▶ **WORK TO BE COMPLETED**
Restate each of the lines given below, word for word.

▶ **INFORMATION PROVIDED**
━━━━━━
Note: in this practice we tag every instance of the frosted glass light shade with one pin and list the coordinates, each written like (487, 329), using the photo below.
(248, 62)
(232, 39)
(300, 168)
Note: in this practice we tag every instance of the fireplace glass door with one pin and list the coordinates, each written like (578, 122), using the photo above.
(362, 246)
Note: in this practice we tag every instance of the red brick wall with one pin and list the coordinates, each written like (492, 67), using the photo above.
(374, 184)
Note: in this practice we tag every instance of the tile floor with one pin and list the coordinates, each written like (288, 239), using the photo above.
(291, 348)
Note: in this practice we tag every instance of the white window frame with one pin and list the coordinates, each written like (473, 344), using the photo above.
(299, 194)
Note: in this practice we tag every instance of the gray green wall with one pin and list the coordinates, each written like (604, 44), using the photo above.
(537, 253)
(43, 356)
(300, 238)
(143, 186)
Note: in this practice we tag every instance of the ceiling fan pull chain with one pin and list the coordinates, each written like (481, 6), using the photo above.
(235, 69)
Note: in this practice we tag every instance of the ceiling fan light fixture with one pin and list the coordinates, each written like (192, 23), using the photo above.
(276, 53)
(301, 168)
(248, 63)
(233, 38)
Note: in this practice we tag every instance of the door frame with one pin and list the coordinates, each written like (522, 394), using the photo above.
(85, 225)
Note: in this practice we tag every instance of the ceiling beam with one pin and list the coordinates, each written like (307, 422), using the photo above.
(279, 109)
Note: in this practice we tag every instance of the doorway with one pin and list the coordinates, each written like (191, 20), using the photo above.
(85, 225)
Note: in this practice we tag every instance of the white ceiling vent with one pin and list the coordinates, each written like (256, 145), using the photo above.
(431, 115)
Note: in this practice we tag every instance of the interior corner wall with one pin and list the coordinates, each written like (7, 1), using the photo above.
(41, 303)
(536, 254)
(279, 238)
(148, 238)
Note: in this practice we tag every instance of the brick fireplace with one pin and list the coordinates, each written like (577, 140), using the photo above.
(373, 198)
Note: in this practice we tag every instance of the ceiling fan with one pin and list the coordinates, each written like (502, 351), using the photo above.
━━━━━━
▶ **SOLUTION BELOW**
Note: in this practice we tag every instance of the frosted glass light shade with one pin and list the coordinates, each written like (487, 329), using the photo below.
(248, 62)
(232, 39)
(300, 168)
Note: in this practice we tag every instance of the fireplace glass door with one pin and list the coordinates, each written like (578, 122), using the photo above.
(362, 246)
Note: in this practice we tag every instance of the red brick wall with one pin and list the coordinates, each written like (492, 67), using the photo above.
(374, 184)
Note: in this practice we tag every instance of the tile floor with one pin and list the coordinates, each written like (288, 239), using the photo above.
(291, 348)
Note: in this practice we tag every instance of the white window frame with one pin and list the coordinates, each written like (473, 344), using the photo above.
(299, 194)
Note: in this practice we tag every instance of the gray green wall with one pin and list the coordinates, each written like (604, 44), using the photo above.
(537, 253)
(43, 356)
(300, 238)
(143, 186)
Note: in this practice we tag every instance of the ceiling fan pull chain with one pin and list the coordinates, each written like (481, 6), using the photo above.
(235, 69)
Note: in this practice we tag every instance of the ceiling fan light fixture with one pin and list the coordinates, each written like (192, 23), using the photo above.
(276, 53)
(301, 168)
(248, 63)
(233, 38)
Note: in this practice we tag every instance of the door frame with one pin and list the coordinates, each written like (522, 394), using the photo above.
(85, 225)
Note: in this practice we tag every instance of the ceiling beam with one pin and list the coordinates, each written like (307, 422), using the photo above.
(279, 109)
Note: in this practice we tag every instance of the doorway with one pin and list the coordinates, each written like (191, 20), using the photo above.
(85, 225)
Note: in this practice we tag every instance of the white ceiling vent with one pin and list the coordinates, each written like (256, 145), using the photo above.
(431, 115)
Note: in this practice we tag every instance of the interior corner wall with one pin and list the coordinates, each written like (7, 1), using the photo above.
(41, 303)
(536, 254)
(279, 238)
(148, 238)
Note: in this practice we tag every instance of the brick fireplace with one pin and list the coordinates, each written like (577, 140), using the photo above.
(373, 198)
Note: in this practice we tag every instance of the ceiling fan with one pin and list the coordinates, each written like (502, 351), using the photo above.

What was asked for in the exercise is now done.